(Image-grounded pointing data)
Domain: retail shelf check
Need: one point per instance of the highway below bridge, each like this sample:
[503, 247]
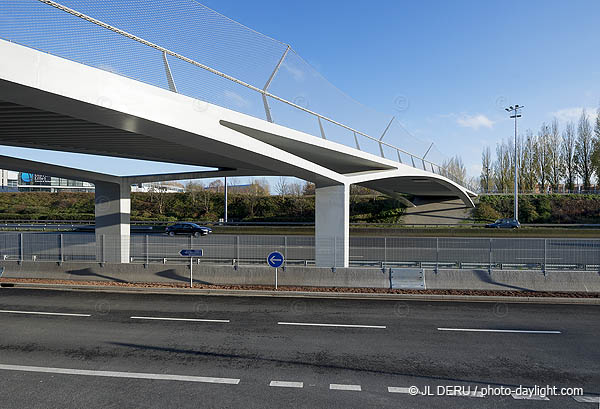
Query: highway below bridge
[451, 252]
[64, 349]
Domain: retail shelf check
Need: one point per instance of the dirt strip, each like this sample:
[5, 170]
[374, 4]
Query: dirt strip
[5, 282]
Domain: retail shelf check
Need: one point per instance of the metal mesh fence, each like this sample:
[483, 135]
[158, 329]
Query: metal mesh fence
[383, 252]
[212, 58]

**EXERCISE OBJECTIVE**
Could the data above be repeated exactly, with every picture dropped?

**COMPLETED TASK**
Domain: retail shelf check
Need: one point per instance of the highway below bridge, each like this sample:
[503, 247]
Query: highway below bridge
[451, 252]
[64, 349]
Domain: retail shelf check
Need: one point per instance of the dirt strip, each like this sample:
[5, 170]
[374, 4]
Query: dirt strip
[5, 282]
Domain: retail shelf check
Need: one point per instance of the metal mesh fence, each like this sample:
[483, 135]
[158, 329]
Query: metal mesh fence
[383, 252]
[212, 58]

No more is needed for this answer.